Van den Berg R, Lenczner G, Feydy A, et al. Agreement between clinical practice and trained central reading in reading of sacroiliac joints on plain pelvic radiographs. Results from the DESIR Cohort. Arthritis Rheumatol. (2014) 66:2403-2411.

The diagnosis of ankylosing spondylitis (AS) is determined by the presence or absence of sacroiliitis on plain radiographs of the sacroiliac (SI) joints.  Unfortunately, both trained central readers and local rheumatologist/radiologists regularly failed to agree on the recognition of radiographic sacroiliitis, according to the results of a new study.

In fact, local rheumatologists/radiologists often falsely diagnosed AS, leading the researchers to conclude that “the role of radiographic sacroiliitis as a diagnostic criterion for axial spondyloarthritis should be reevaluated.”

The researchers analyzed data from 688 patients aged 18 to 50 years from 25 centers in France who presented with inflammatory pack pain (IBP) and symptoms suggesting axial spondyloarthritis (SpA). A local rheumatologist/radiologist and two central trained readers scored baseline radiographs of the SI joints. A third reader was used in cases where the two central readers disagreed.

| Problem statement |
Write a continuation of the text on the sacroiliitis study, starting after its last sentence. The lines that come next have nothing to do with this.

| Entries provided |
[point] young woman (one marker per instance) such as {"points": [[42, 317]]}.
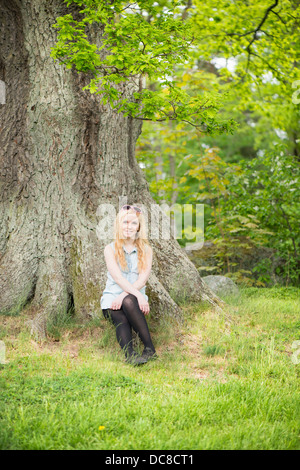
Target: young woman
{"points": [[124, 301]]}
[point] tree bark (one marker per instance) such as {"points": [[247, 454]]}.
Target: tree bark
{"points": [[63, 154]]}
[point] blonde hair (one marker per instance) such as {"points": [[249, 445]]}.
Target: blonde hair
{"points": [[141, 241]]}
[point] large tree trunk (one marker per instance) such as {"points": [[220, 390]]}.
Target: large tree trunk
{"points": [[62, 154]]}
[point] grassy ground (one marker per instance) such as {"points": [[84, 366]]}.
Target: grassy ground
{"points": [[215, 385]]}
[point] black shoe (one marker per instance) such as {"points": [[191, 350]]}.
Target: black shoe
{"points": [[148, 354], [136, 360]]}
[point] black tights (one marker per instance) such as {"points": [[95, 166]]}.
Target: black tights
{"points": [[129, 316]]}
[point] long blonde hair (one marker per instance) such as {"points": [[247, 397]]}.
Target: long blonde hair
{"points": [[141, 241]]}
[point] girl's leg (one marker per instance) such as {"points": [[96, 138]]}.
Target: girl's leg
{"points": [[137, 320], [123, 329]]}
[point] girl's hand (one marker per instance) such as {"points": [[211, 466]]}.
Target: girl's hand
{"points": [[117, 302], [143, 304]]}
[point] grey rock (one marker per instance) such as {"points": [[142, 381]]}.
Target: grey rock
{"points": [[221, 285]]}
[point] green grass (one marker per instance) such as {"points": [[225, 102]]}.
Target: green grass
{"points": [[215, 385]]}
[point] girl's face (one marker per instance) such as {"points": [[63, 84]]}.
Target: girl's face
{"points": [[130, 226]]}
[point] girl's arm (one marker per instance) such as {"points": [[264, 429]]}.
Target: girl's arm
{"points": [[144, 275]]}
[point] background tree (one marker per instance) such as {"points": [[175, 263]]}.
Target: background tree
{"points": [[251, 50], [65, 151]]}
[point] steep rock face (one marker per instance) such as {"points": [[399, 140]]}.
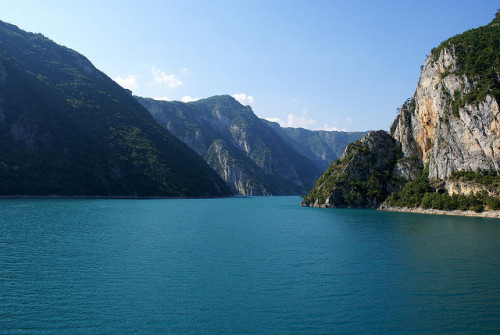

| Output for this exercise |
The two central readers had only moderate agreement when identifying the presence or absence of sacroiliitis. About 15% of the images needed review by the third reader.

Discrepancies were even greater comparing the central with the  local reviewers. Local reviewers judged 26.6% of patients as having radiographic sacroiliitis, compared to only 21.1% in the judgment of the central readers.

Almost half of the patients identified as having positive findings on the radiographs by local review were identified as negative by central review.